_Work instructions_. Output an exact reproduction of the data.
* begin *
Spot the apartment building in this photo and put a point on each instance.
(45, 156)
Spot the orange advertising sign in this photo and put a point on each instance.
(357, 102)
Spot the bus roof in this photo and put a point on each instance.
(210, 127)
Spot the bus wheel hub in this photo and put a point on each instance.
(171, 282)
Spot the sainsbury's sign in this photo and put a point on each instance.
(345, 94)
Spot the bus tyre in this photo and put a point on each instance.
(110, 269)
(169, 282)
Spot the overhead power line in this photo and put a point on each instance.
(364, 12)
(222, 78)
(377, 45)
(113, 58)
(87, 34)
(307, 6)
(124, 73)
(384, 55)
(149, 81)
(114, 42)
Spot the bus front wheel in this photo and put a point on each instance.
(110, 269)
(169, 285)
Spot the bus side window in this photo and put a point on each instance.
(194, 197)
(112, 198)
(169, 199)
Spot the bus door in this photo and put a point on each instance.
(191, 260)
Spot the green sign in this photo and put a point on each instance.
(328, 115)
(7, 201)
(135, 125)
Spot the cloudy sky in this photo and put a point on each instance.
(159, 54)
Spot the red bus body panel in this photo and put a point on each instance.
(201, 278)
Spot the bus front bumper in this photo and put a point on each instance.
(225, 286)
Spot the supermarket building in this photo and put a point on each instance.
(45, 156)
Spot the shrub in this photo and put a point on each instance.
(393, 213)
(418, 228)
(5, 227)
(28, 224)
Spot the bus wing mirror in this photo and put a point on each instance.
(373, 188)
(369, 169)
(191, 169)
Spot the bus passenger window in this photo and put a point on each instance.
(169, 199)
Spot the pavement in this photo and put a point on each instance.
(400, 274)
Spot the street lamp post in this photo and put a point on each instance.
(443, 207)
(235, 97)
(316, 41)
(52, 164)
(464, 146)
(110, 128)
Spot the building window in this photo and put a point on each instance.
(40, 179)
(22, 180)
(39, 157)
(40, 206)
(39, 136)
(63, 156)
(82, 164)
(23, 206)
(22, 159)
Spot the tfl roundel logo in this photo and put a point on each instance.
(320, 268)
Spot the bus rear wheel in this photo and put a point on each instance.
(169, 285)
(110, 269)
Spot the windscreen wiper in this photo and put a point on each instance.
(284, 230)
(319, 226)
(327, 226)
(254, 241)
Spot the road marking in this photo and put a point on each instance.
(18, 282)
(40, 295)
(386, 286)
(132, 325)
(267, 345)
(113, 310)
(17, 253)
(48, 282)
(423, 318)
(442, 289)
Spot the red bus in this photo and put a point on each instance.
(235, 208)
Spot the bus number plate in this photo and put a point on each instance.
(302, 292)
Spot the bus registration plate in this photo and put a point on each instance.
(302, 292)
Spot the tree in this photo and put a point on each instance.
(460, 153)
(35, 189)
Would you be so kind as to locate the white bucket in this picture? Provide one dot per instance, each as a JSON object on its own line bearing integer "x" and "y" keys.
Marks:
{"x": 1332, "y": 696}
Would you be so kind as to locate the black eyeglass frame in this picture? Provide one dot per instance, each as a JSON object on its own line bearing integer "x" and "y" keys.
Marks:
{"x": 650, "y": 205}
* end *
_Exercise solution_.
Spot the apartment building in this photo and put a point on each instance.
(45, 156)
Spot the orange advertising sign in this photo and put a point on each instance.
(357, 102)
Spot the bus roof in this photo and put a point on each instance.
(210, 127)
Spot the bus wheel hub in this photo and put a point on each instance.
(171, 282)
Spot the sainsbury's sign in this photo and put a point on each instance.
(345, 94)
Spot the bus tyre in this photo and put a point on each instance.
(110, 269)
(169, 282)
Spot the overhead power line in this photo and put a point on each instance.
(364, 12)
(222, 78)
(377, 45)
(113, 58)
(87, 34)
(307, 6)
(124, 73)
(384, 55)
(149, 81)
(114, 42)
Spot the bus front wheel in this photo and put a point on each instance.
(110, 269)
(169, 285)
Spot the bus side window in this photo and put a point on each instance.
(194, 197)
(112, 198)
(169, 199)
Spot the bus door in this photo and put a point on each instance.
(191, 260)
Spot the green sign in this photo and put a point on each instance.
(328, 115)
(7, 201)
(135, 125)
Spot the cloudy sky in this photo and put a point on each instance.
(159, 54)
Spot the red bus body panel in this photo and put a point on each instance.
(201, 278)
Spot the bus front bumper in this photo and put a point on each instance.
(225, 286)
Spot the supermarket building in this photo and put a point on each instance.
(45, 156)
Spot the shrub in this photo and put a point on each instance.
(393, 213)
(418, 228)
(5, 227)
(28, 224)
Spot the bus wing mirror in this photo and put a point on each instance.
(373, 188)
(369, 169)
(191, 169)
Spot the bus passenger window in this photo and put a point on each instance.
(169, 199)
Spot the pavement in this photo and put a point on each instance.
(400, 274)
Spot the street lamp post in this photo and put a point on each instance.
(443, 207)
(235, 97)
(316, 41)
(52, 164)
(464, 146)
(110, 128)
Spot the building window in this photo and put a point on each instance.
(40, 179)
(22, 180)
(39, 157)
(40, 206)
(39, 136)
(63, 156)
(82, 164)
(23, 206)
(22, 159)
Spot the tfl roundel logo in this photo and put a point on each instance.
(320, 268)
Spot the bus rear wheel in this photo and put a point on each instance.
(169, 285)
(110, 269)
Spot the windscreen wiper in this photo and put a point on each instance.
(284, 230)
(319, 226)
(327, 226)
(254, 241)
Spot the road marking in this photo and put a point on each instance.
(18, 282)
(40, 295)
(386, 286)
(132, 325)
(267, 345)
(113, 310)
(17, 253)
(48, 282)
(423, 318)
(442, 289)
Spot the red bus in this photo and put a point on each instance.
(235, 208)
Spot the bus number plate in this photo and put a point on each instance.
(302, 292)
Spot the bus registration plate in this photo and put a point on each instance.
(302, 292)
Spot the tree in this photo and put a point on each instance.
(460, 153)
(35, 189)
Would you be so kind as to locate the white bucket in this picture? Provide one dot per instance, each as a JSON object on its own line bearing integer "x" and "y" keys.
Marks:
{"x": 1332, "y": 696}
Would you be so kind as to locate the black eyeglass frame in this picture? Provide one dot per instance, each as a JSON object on its own line bearing integer "x" and "y" keys.
Marks:
{"x": 650, "y": 205}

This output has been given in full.